» RECORDS FOR THIS TASK:
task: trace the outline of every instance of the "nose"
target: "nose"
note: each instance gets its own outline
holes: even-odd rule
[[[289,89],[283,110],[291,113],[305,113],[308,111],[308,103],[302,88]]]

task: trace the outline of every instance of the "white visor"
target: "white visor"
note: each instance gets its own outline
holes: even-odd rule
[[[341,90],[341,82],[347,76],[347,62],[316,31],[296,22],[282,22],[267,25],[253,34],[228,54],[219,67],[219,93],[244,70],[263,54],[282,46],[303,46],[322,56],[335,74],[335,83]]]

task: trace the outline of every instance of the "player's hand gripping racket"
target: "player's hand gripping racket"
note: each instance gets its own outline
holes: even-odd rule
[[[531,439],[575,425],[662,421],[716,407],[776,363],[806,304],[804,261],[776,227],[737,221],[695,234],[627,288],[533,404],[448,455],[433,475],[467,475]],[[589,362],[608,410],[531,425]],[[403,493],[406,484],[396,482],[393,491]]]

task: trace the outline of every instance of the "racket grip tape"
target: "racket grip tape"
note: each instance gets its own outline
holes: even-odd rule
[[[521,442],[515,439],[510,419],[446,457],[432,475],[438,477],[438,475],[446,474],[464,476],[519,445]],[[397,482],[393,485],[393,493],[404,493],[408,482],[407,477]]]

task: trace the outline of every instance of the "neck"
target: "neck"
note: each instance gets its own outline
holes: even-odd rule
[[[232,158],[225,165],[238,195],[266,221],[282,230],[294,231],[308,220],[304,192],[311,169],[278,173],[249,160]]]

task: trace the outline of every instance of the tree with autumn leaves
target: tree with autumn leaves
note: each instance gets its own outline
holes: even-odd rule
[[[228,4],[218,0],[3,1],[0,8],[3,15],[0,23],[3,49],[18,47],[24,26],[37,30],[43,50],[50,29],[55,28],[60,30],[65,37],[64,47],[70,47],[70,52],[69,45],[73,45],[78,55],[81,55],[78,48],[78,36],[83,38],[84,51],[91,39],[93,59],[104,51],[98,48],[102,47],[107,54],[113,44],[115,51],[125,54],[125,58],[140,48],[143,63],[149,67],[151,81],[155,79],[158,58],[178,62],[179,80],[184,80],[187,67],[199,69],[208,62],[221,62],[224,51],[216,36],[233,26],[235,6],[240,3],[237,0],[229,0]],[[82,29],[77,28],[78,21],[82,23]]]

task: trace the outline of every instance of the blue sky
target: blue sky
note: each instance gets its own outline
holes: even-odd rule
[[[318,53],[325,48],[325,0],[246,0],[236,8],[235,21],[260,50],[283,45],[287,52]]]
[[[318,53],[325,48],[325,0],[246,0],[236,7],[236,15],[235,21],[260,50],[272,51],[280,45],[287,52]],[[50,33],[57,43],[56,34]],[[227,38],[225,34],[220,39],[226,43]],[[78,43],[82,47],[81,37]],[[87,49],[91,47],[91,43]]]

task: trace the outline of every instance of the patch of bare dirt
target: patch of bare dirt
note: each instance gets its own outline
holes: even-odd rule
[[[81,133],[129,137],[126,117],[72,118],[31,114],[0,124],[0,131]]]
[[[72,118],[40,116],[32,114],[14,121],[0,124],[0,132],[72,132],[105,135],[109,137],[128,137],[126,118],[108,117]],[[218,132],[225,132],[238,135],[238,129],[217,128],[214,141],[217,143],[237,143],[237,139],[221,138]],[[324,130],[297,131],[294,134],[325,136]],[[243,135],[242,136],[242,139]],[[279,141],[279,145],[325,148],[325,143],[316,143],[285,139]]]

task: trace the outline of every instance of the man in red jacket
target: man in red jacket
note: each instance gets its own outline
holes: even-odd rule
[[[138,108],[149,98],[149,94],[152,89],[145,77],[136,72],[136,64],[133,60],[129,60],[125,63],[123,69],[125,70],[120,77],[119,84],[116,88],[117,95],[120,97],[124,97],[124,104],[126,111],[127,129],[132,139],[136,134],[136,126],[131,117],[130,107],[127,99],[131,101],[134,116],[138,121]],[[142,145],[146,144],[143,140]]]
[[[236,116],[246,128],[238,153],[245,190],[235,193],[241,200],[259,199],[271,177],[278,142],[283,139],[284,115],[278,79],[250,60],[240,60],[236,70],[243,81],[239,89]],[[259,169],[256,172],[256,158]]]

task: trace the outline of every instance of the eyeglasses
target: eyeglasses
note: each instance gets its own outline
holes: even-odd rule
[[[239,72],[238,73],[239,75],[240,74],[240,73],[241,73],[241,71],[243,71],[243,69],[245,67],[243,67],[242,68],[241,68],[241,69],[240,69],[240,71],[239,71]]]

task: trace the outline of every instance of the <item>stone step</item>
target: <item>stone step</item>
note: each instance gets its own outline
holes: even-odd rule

» WHAT NEEDS TO BE DONE: Quote each line of the listing above exactly.

» SOLUTION TO THE PROBLEM:
task: trace the outline of every instance of the "nose"
target: "nose"
note: each instance gets its own outline
holes: even-odd rule
[[[289,89],[283,110],[291,113],[305,113],[308,111],[308,103],[302,88]]]

task: trace the outline of every instance of the "white visor"
target: "white visor"
note: each instance gets its own outline
holes: even-odd rule
[[[341,90],[341,82],[347,76],[347,62],[316,31],[296,22],[282,22],[267,25],[253,34],[228,54],[219,67],[219,93],[244,70],[263,54],[282,46],[303,46],[322,56],[335,74],[335,83]]]

task: trace the outline of every instance of the "player's hand gripping racket"
target: "player's hand gripping racket"
note: each instance gets its own outline
holes: even-odd rule
[[[531,439],[575,425],[662,421],[716,407],[776,363],[806,304],[804,261],[776,227],[737,221],[695,234],[627,288],[533,404],[448,455],[433,475],[467,475]],[[589,362],[608,410],[531,425]],[[403,493],[406,484],[396,482],[393,491]]]

task: trace the outline of every instance of the "racket grip tape"
target: "racket grip tape"
note: each instance gets its own outline
holes: even-odd rule
[[[521,442],[515,439],[510,419],[446,457],[432,475],[438,477],[438,475],[446,474],[464,476],[519,445]],[[397,482],[393,485],[393,493],[404,493],[408,482],[407,477]]]

task: trace the outline of every instance of the "neck"
target: "neck"
note: each instance gets its own outline
holes: even-odd rule
[[[232,158],[225,165],[238,195],[266,221],[282,230],[294,231],[308,220],[304,192],[311,169],[278,173],[249,160]]]

task: trace the outline of every instance of the tree with autumn leaves
target: tree with autumn leaves
note: each instance gets its own outline
holes: even-odd rule
[[[228,4],[218,0],[3,1],[0,8],[3,15],[0,23],[3,49],[18,47],[24,26],[37,30],[43,50],[50,29],[55,28],[60,30],[65,37],[64,47],[70,47],[70,52],[69,45],[73,45],[78,55],[81,55],[78,48],[78,36],[83,38],[84,51],[91,39],[93,59],[104,51],[98,48],[102,47],[107,54],[113,44],[115,51],[125,54],[125,58],[140,48],[143,63],[149,67],[151,81],[155,79],[158,58],[178,62],[179,80],[184,80],[187,67],[199,69],[208,62],[221,62],[224,51],[216,36],[233,26],[235,6],[240,3],[237,0],[229,0]],[[82,29],[77,28],[78,21],[82,23]]]

task: trace the outline of every instance of the blue sky
target: blue sky
note: each instance gets its own outline
holes: even-odd rule
[[[318,53],[325,48],[325,0],[246,0],[236,8],[235,21],[260,50],[283,45],[287,52]]]
[[[318,53],[325,48],[325,0],[246,0],[236,7],[236,15],[235,21],[260,50],[272,51],[280,45],[287,52]],[[50,33],[57,43],[56,34]],[[227,38],[225,34],[220,39],[226,43]],[[78,43],[82,47],[81,37]],[[87,49],[91,47],[91,43]]]

task: trace the outline of every instance of the patch of bare dirt
target: patch of bare dirt
note: each instance gets its own outline
holes: even-odd rule
[[[81,133],[129,137],[126,117],[72,118],[31,114],[0,124],[0,131]]]
[[[72,118],[40,116],[32,114],[14,121],[0,124],[0,132],[72,132],[105,135],[109,137],[128,137],[126,118],[108,117]],[[218,132],[225,132],[238,135],[238,129],[217,128],[214,141],[217,143],[237,143],[237,139],[221,138]],[[324,130],[297,131],[294,134],[325,136]],[[243,135],[242,136],[242,139]],[[279,141],[279,145],[325,148],[325,143],[316,143],[285,139]]]

task: trace the outline of every instance of the man in red jacket
target: man in red jacket
note: each instance gets its own outline
holes: even-odd rule
[[[138,108],[149,98],[149,94],[152,89],[145,77],[136,72],[136,64],[133,60],[129,60],[125,63],[123,69],[125,70],[120,77],[119,84],[116,88],[117,95],[120,97],[124,97],[124,104],[126,111],[127,129],[132,139],[136,134],[136,126],[131,117],[130,107],[127,99],[131,101],[134,116],[138,121]],[[142,145],[146,144],[143,140]]]
[[[236,116],[246,128],[238,153],[245,190],[235,193],[241,200],[259,199],[271,177],[278,142],[283,139],[284,115],[278,79],[250,60],[240,60],[236,70],[243,81],[239,89]],[[259,169],[256,172],[256,158]]]

task: trace the outline of every instance of the eyeglasses
target: eyeglasses
note: each instance gets its own outline
holes: even-odd rule
[[[239,72],[238,73],[239,75],[240,74],[240,73],[241,73],[241,71],[243,71],[243,69],[245,67],[243,67],[242,68],[241,68],[241,69],[240,69],[240,71],[239,71]]]

task: trace the outline of every instance of the <item>stone step</item>
target: <item>stone step</item>
note: each instance gets its own outline
holes: even-odd rule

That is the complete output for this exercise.